Un récent rapport de l’Igas (2025) pointe à ce titre un management encore trop hiérarchique et vertical en France où d’importants efforts sont à engager pour tendre vers un management axé sur la reconnaissance, le développement de l’autonomie et des compétences, en comparaison avec d’autres pays européens. Le rapport met en avant l’enjeu de revoir les programmes et parcours de formation, mais également de créer de nouveaux modes d’apprentissage.   

Par ailleurs, plusieurs études mettent en avant les difficultés que rencontrent aujourd’hui les managers dans l’animation de leurs équipes, mais aussi les problèmes de santé psychologiques rencontrés par ceux-ci.  

 Les milliers d’heures passées auprès des managers à accompagner le traitement de leurs situations d’équipes à l’aide de la méthodologie du co-développement nous ont permis d’en dégager de nombreux enseignements, bonnes pratiques et conditions de succès. 

 Au cours de ces années, nous nous sommes inscrits dans une démarche d’amélioration continue de la méthodologie dans le cadre de son implantation au sein des organisations et du retour d’expérience associé.  

Notre approche s’appuie sur la méthode du co-développement professionnel développée par Payette & Champagne qui fait référence dans ce domaine. Nous avons intégré également certains apports de CECODEV, centre spécialisé de référence dans le co-développement en France. La méthodologie (grille et processus de mise en œuvre) a ensuite été adaptée et développée dans une logique concrète et opérationnelle afin de répondre au mieux aux réalités terrain et aux contextes des organisations,  

 Voici ci-dessous les points clés de notre retour d’expérience issus de ces années d’expérimentation au sein des organisations. Ces propos se veulent méthodologiques et opérationnels. L’enjeu est de guider et conseiller les acteurs de l’entreprise qui souhaiteraient mettre en place un dispositif de co-développement au sein de leur organisation. 

 De quoi parle-t-on ?  

 « Le co-développement est une approche de formation innovante, qui réunit un groupe de personnes rencontrant les mêmes problématiques professionnelles. Ce nouveau format utilise l’intelligence collective pour trouver des solutions à des problèmes communs grâce à l’écoute et aux témoignages de chacun des participants. » (UpTogether). 

 

Les vertus du co-développement managérial 

 

Lutter contre l’isolement des managers 

Nous avons (trop !) de réunions pour tout en entreprise mais dès qu’il s’agit de parler de situations rencontrées au niveau des équipes, il existe encore trop peu de temps d’échange (exemple d’une personne qui s’isole, une tension interpersonnelle entre 2 collaborateurs, de difficultés à accompagner un changement, un collaborateur qui rencontre un épisode personnel compliqué…) Sans des temps de partage avec d’autres managers, celui-ci peut vite se trouver fragilisé alors que dans la plupart des cas, il s’agit souvent des mêmes typologies de situations qui sont rencontrées d’un manager à l’autre.

————

*Votre objectif*.
Dans l'extrait sur le co-développement managérial, réécrivez plus brièvement le paragraphe qui commence par « Notre approche s'appuie » sans perdre ses faits principaux.

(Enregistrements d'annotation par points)
————

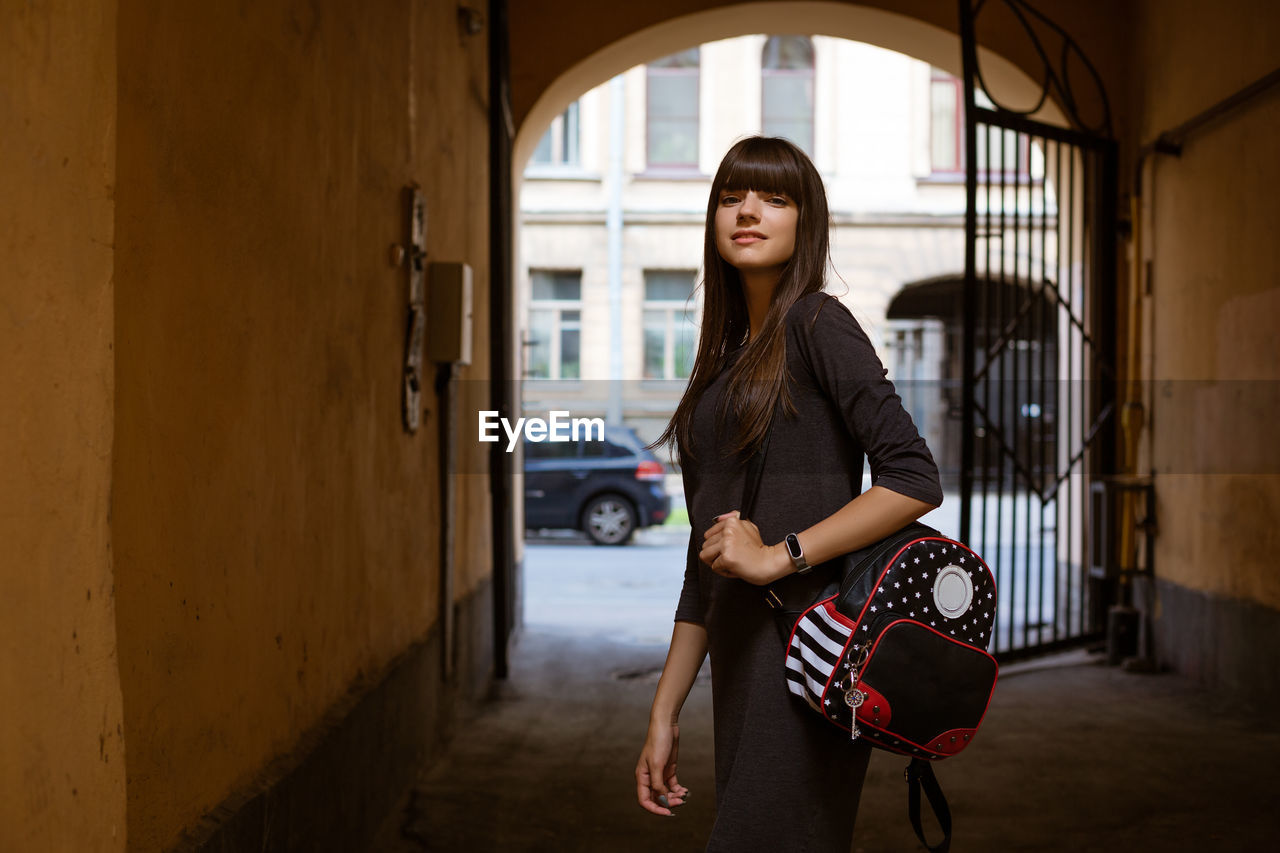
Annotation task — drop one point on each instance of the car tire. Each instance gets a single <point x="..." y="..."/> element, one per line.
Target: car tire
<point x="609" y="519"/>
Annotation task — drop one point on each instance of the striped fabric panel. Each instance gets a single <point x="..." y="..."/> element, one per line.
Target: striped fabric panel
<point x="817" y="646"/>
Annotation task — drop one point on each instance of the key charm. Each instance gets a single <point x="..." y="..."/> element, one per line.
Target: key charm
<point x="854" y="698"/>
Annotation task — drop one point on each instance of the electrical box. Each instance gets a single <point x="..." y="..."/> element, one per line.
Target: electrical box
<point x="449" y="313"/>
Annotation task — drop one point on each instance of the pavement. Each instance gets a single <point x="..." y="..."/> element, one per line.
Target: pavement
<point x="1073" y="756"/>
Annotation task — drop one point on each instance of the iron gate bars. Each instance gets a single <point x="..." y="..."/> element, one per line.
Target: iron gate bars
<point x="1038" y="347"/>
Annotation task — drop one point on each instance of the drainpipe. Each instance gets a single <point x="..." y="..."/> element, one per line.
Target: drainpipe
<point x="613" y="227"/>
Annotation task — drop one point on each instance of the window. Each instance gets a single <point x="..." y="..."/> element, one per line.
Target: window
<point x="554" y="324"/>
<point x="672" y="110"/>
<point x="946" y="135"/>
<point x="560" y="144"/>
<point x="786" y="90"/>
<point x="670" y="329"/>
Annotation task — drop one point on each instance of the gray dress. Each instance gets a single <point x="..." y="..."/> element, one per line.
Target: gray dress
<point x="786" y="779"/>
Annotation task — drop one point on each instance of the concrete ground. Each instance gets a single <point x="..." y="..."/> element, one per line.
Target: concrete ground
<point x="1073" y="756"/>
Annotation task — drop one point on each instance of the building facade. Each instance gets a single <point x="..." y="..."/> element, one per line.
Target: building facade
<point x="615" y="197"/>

————

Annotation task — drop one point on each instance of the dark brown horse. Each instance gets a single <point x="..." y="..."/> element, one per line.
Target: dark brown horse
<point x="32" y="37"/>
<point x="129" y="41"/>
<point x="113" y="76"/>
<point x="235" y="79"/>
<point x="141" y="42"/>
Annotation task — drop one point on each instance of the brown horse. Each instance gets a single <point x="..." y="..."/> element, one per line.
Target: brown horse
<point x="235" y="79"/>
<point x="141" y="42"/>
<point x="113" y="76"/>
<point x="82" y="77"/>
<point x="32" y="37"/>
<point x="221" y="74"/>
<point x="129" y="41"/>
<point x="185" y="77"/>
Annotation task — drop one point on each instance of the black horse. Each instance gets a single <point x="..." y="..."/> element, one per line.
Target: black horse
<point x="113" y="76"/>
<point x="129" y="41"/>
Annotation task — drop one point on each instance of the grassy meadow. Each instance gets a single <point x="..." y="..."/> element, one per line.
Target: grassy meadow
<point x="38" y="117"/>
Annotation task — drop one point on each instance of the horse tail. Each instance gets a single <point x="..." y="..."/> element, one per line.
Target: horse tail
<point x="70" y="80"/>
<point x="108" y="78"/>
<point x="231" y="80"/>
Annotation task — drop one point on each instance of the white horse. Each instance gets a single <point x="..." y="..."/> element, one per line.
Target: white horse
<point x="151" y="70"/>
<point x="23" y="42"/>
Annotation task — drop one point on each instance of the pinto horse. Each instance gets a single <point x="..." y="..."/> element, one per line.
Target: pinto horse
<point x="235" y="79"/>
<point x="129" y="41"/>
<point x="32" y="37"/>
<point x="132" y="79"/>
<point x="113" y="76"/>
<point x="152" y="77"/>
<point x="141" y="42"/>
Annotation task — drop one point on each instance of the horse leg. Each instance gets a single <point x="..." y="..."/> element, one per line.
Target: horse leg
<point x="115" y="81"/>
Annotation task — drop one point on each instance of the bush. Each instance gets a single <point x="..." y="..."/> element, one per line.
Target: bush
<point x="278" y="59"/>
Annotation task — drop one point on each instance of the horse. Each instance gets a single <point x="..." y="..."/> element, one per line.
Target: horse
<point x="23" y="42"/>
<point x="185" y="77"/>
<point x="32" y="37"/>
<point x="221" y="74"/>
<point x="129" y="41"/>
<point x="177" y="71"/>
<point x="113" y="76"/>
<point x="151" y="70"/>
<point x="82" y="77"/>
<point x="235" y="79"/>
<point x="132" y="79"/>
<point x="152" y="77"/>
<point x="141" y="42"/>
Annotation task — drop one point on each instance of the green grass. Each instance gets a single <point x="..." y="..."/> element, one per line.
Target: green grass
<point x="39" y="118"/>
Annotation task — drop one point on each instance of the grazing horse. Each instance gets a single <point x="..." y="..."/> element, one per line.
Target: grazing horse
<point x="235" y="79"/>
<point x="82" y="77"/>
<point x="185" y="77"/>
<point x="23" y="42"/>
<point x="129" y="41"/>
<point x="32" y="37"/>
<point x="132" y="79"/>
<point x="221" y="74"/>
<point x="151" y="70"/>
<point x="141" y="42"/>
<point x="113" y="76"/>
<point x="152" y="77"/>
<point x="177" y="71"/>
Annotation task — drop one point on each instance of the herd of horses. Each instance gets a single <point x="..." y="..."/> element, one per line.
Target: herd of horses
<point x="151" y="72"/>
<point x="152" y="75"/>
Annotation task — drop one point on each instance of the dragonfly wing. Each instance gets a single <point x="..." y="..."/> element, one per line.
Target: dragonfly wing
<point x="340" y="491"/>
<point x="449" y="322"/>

————

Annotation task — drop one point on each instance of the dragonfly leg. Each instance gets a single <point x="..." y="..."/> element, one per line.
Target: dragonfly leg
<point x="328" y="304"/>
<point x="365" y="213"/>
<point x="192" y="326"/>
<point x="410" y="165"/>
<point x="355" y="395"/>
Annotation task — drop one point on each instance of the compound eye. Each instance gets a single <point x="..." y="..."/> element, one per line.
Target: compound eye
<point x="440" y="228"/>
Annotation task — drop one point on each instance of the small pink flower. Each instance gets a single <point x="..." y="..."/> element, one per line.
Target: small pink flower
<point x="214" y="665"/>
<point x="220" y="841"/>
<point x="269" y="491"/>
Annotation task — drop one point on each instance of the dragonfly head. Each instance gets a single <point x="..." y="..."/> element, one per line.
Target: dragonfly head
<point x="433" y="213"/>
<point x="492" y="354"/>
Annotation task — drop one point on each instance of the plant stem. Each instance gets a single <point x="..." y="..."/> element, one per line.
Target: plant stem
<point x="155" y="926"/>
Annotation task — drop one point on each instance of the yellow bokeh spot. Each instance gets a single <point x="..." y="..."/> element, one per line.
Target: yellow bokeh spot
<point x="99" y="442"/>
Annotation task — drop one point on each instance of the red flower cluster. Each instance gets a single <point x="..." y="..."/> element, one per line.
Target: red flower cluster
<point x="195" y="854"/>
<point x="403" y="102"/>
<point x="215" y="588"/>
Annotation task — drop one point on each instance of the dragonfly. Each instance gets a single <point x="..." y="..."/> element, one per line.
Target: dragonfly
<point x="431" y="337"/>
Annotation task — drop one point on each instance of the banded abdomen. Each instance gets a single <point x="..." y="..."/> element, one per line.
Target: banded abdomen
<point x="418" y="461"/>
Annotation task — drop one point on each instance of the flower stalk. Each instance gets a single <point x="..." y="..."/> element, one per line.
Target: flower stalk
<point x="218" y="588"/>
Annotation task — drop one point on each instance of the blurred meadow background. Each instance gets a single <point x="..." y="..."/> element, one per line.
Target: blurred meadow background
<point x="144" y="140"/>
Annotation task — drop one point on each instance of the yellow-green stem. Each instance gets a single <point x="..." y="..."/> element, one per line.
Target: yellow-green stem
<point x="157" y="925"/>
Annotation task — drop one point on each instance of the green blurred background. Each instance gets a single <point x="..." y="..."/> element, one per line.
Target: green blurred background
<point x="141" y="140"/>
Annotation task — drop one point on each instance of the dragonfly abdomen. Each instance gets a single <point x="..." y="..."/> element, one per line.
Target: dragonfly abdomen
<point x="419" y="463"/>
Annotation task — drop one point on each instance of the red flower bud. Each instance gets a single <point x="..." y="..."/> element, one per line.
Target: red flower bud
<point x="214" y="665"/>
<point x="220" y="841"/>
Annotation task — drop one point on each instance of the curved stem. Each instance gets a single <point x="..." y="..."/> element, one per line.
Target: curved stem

————

*Solution ci-dessous*.
Notre approche repose sur la méthode de co-développement professionnel de Payette & Champagne, qui fait référence, et intègre certains apports du CECODEV, centre de référence en France. La méthodologie (grille et processus de mise en œuvre) a ensuite été adaptée de façon concrète et opérationnelle pour répondre aux réalités du terrain et aux contextes des organisations.